Dossier : IMM-1759-16

Référence : 2017 CF 80

[TRADUCTION FRANÇAISE CERTIFIÉE, NON RÉVISÉE]

Toronto (Ontario), le 23 janvier 2017

En présence de monsieur le juge O’Reilly

ENTRE :

ZAVION FORDE

demandeur

et

LE MINISTRE DE LA SÉCURITÉ PUBLIQUE

ET DE LA PROTECTION CIVILE

défendeur

JUGEMENT ET MOTIFS

I.  Aperçu

[1]  M. Zavion Forde est arrivé au Canada en provenance de la Jamaïque en 2000, à l’âge de 14 ans. Par la suite, il a été reconnu coupable d’une infraction d’ordre sexuel et a fait l’objet d’une mesure d’expulsion. L’expulsion de M. Forde a toutefois été suspendue en 2010 pour une période de cinq ans. Il a ultérieurement été reconnu coupable d’autres infractions, et le sursis à l’exécution de la mesure d’expulsion accordé à M. Forde a été annulé.

[2]  M. Forde a interjeté appel de la mesure de renvoi devant la Section d’appel de l’immigration. À l’issue d’une audience, la Section d’appel de l’immigration a rejeté son appel. M. Forde demande l’annulation de la décision de la Section d’appel de l’immigration en faisant valoir qu’il a été traité injustement et que la Section d’appel de l’immigration n’a pas suffisamment tenu compte de l’intérêt supérieur de ses enfants. Il prétend aussi que la Section d’appel de l’immigration a appliqué le mauvais critère et n’aurait pas évalué les risques auxquels il serait exposé s’il retournait en Jamaïque.

[3]  M. Forde soutient également qu’il a droit à une nouvelle audience en raison d’une lacune dans la transcription de l’audience devant la Section d’appel de l’immigration. Cette lacune porte sur plus ou moins une heure de l’interrogatoire principal de M. Forde. Ce dernier soutient que l’absence d’une transcription complète nuit à sa capacité de contester les conclusions défavorables de la Section d’appel de l’immigration à son endroit.
+---+
> _Consignes à suivre_:
Pour chacune des affirmations ci-dessous, dites par oui ou par non si elle concorde avec le jugement, et citez mot pour mot le passage qui tranche. 1. M. Forde est arrivé au Canada à l'âge de 14 ans. 2. Son expulsion a été suspendue pour une période de dix ans. 3. La lacune dans la transcription couvre environ une heure de l'interrogatoire principal de M. Forde. Les lignes qui suivent n'ont aucun lien avec ce jugement.

> _Lignes affichées_:
+---+
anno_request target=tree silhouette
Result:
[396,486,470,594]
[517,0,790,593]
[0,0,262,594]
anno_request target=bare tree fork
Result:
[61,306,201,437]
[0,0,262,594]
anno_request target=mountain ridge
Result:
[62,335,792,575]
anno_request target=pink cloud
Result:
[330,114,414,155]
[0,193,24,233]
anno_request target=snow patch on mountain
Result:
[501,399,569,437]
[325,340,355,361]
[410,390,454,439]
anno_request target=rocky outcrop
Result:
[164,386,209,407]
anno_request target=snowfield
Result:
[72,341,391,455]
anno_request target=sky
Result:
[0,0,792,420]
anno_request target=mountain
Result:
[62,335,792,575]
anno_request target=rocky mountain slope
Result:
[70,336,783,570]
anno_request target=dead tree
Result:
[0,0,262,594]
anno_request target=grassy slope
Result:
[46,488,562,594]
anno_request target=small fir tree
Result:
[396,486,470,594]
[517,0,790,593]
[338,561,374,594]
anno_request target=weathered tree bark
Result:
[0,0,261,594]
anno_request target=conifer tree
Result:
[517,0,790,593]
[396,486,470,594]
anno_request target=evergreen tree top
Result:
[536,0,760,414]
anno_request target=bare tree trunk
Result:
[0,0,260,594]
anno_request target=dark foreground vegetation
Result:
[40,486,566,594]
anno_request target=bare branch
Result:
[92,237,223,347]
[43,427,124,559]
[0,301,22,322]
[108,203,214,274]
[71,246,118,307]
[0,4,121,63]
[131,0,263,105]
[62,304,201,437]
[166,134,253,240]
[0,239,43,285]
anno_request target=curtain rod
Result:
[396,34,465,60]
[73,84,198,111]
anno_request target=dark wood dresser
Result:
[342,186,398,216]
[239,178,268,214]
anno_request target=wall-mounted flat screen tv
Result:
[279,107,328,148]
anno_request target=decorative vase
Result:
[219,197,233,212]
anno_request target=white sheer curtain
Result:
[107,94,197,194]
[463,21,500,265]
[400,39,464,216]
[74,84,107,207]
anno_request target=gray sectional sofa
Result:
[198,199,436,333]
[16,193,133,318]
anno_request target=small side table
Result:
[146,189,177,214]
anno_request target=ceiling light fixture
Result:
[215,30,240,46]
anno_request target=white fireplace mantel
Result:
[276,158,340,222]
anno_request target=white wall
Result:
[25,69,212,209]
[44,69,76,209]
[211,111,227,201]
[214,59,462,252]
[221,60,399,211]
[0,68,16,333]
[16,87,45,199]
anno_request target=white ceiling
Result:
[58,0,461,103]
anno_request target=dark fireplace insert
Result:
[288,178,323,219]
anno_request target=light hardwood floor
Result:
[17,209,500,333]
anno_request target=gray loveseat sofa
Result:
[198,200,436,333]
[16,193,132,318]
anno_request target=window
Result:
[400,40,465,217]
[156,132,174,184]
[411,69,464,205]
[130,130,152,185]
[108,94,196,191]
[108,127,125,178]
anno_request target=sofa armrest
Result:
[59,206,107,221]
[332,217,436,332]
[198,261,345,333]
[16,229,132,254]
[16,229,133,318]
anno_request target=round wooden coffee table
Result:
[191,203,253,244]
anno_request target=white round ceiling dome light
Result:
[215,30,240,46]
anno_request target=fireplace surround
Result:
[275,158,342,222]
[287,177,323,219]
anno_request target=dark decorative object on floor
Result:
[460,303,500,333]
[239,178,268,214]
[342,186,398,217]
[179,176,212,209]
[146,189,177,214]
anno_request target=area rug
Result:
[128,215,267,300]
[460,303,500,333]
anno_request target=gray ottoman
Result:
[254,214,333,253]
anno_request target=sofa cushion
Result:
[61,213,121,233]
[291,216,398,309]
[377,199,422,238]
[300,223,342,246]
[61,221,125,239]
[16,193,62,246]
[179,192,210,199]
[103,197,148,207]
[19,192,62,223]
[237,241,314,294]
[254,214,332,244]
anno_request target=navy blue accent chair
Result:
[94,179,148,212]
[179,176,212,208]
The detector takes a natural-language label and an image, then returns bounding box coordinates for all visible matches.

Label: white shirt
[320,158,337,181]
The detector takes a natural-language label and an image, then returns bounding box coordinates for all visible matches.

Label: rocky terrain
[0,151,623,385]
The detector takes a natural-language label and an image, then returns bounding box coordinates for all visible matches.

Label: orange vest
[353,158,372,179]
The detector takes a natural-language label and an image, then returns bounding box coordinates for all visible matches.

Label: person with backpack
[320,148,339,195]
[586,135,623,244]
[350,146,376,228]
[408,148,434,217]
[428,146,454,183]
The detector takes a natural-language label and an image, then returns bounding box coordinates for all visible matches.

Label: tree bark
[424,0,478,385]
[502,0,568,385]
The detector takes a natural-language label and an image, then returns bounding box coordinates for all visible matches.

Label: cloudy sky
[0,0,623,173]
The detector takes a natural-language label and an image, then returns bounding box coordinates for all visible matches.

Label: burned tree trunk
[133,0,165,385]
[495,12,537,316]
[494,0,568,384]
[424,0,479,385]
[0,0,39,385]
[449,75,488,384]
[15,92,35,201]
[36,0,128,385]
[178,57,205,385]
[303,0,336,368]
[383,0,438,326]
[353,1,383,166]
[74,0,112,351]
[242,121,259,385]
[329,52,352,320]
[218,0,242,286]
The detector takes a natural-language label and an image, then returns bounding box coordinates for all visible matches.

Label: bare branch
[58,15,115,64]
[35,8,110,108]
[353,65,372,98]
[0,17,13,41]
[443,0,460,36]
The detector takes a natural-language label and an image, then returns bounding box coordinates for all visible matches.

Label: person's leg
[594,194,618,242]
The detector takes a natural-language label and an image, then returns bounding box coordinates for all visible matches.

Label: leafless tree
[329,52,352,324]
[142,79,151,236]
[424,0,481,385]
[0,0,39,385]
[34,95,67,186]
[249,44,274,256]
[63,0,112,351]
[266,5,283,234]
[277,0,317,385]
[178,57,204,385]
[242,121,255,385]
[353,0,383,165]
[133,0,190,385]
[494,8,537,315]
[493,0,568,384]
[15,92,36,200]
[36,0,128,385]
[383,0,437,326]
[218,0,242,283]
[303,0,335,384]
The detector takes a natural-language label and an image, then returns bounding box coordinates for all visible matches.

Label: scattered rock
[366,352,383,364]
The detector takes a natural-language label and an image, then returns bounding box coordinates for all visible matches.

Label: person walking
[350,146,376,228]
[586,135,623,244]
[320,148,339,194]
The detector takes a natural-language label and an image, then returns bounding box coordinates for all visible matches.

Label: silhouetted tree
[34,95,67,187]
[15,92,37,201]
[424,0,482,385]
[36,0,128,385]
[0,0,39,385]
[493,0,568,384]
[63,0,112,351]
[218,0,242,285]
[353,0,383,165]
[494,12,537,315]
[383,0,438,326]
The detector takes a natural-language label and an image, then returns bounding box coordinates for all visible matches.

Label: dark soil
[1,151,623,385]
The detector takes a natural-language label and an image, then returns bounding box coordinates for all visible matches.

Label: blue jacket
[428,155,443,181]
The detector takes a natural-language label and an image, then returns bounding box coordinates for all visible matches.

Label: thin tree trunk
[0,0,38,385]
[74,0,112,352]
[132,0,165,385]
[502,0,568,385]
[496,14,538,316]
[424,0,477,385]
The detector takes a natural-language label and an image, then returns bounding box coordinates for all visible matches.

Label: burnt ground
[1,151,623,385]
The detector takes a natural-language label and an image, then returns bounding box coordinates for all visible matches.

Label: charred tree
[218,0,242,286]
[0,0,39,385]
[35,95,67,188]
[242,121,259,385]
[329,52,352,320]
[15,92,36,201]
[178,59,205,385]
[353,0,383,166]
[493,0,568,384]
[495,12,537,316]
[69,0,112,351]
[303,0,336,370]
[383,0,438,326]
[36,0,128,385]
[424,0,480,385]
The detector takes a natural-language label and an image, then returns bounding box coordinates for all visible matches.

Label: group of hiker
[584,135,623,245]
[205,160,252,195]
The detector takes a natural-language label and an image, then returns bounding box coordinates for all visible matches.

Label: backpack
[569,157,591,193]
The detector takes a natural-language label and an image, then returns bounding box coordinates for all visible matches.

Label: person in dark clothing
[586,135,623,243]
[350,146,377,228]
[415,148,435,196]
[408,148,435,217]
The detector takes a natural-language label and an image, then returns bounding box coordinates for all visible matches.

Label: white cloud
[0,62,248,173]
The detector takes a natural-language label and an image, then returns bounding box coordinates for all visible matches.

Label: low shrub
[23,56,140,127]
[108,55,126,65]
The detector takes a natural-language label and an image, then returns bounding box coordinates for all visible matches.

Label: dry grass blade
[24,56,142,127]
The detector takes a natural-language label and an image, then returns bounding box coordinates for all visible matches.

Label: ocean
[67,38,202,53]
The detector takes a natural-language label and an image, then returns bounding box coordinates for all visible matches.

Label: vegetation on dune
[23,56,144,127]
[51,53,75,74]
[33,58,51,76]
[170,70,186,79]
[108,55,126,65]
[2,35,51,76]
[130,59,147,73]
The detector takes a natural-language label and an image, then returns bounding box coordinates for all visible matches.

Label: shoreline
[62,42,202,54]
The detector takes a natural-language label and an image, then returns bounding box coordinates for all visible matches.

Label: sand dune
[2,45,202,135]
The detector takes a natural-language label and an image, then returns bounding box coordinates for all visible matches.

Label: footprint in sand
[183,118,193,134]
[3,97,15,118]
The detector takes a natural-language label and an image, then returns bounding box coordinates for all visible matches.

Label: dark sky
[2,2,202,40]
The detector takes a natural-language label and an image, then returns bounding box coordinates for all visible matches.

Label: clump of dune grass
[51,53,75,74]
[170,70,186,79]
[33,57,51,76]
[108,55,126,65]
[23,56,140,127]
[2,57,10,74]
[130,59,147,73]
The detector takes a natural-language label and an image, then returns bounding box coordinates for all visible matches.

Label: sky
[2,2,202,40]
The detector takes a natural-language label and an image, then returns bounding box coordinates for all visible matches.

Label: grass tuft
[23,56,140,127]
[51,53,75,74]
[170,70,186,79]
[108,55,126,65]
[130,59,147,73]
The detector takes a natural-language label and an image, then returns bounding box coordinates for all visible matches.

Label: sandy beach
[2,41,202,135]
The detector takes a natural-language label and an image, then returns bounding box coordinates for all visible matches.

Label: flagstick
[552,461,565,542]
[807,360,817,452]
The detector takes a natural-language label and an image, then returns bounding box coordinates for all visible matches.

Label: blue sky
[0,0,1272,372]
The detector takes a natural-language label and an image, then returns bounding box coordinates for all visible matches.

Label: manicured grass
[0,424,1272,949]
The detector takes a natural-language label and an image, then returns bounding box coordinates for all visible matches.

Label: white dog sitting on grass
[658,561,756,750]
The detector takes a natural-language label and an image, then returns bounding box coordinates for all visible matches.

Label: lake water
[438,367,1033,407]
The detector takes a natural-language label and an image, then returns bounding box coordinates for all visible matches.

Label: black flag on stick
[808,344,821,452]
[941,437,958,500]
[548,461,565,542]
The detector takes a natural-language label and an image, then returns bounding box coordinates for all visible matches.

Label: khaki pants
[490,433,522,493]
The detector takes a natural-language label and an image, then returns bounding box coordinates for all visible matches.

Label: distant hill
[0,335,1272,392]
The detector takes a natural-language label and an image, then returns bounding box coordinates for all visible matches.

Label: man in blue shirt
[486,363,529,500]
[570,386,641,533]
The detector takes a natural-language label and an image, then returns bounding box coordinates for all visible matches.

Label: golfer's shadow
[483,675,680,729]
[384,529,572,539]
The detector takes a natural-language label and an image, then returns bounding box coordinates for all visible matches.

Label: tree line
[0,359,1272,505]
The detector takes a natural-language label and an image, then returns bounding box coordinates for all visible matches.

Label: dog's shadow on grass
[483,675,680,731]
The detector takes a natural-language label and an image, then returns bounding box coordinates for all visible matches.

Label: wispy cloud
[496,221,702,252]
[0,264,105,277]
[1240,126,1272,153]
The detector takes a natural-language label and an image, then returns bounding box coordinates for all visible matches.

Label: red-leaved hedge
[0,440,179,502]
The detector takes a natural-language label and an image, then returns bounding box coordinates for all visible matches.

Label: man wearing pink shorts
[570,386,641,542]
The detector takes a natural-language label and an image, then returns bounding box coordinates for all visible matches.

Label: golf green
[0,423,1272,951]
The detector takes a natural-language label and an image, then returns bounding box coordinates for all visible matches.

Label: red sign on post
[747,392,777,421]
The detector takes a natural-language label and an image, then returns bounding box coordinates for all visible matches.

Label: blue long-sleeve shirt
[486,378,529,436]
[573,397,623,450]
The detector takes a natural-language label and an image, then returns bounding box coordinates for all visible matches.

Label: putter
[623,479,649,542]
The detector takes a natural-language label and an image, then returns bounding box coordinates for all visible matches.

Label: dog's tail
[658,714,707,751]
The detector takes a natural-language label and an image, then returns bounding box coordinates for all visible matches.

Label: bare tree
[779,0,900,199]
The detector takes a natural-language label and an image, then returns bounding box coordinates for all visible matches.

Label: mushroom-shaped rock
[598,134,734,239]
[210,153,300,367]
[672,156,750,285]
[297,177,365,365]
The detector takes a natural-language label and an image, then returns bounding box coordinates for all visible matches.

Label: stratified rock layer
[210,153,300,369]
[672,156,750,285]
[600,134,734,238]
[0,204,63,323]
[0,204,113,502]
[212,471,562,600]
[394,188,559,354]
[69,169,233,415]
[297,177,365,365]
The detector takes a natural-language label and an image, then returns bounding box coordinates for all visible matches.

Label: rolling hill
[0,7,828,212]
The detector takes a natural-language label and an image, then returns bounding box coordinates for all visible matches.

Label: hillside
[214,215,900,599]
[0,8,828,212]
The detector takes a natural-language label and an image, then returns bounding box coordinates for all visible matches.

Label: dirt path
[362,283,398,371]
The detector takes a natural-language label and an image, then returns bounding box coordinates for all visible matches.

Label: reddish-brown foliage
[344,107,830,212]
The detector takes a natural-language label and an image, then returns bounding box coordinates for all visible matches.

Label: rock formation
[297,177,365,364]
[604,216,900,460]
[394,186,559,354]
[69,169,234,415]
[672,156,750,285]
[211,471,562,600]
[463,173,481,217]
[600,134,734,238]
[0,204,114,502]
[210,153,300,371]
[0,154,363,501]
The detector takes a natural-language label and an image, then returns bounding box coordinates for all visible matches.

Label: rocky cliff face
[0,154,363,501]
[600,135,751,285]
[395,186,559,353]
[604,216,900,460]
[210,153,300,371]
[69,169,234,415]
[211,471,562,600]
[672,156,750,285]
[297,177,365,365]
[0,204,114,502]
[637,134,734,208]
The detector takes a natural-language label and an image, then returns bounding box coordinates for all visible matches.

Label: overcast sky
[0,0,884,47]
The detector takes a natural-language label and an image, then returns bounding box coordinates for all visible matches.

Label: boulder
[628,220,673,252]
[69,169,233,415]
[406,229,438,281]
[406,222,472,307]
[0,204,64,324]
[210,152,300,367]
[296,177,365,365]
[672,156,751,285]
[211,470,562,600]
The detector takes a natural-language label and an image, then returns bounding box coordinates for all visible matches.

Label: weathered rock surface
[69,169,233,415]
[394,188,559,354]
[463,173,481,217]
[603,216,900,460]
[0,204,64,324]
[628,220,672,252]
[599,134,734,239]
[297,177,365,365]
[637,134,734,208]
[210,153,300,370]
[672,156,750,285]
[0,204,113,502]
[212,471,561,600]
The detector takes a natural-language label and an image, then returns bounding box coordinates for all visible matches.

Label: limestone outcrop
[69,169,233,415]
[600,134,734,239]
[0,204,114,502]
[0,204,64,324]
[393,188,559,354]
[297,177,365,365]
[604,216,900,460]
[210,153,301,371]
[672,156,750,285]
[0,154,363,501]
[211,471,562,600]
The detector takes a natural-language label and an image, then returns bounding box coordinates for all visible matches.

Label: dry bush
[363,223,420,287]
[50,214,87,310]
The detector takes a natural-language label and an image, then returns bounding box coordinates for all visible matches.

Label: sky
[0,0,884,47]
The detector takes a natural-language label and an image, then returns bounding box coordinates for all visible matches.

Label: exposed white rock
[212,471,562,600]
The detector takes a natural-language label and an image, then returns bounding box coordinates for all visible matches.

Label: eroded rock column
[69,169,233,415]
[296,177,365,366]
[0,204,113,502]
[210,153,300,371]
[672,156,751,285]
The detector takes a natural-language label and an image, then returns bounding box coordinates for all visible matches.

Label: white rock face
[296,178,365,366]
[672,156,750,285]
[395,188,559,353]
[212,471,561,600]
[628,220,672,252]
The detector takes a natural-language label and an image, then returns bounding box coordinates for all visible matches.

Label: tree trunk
+---+
> _Réponse proposée_:
1. Oui : « à l’âge de 14 ans ».
2. Non : « pour une période de cinq ans ».
3. Oui : « plus ou moins une heure de l’interrogatoire principal de M. Forde ».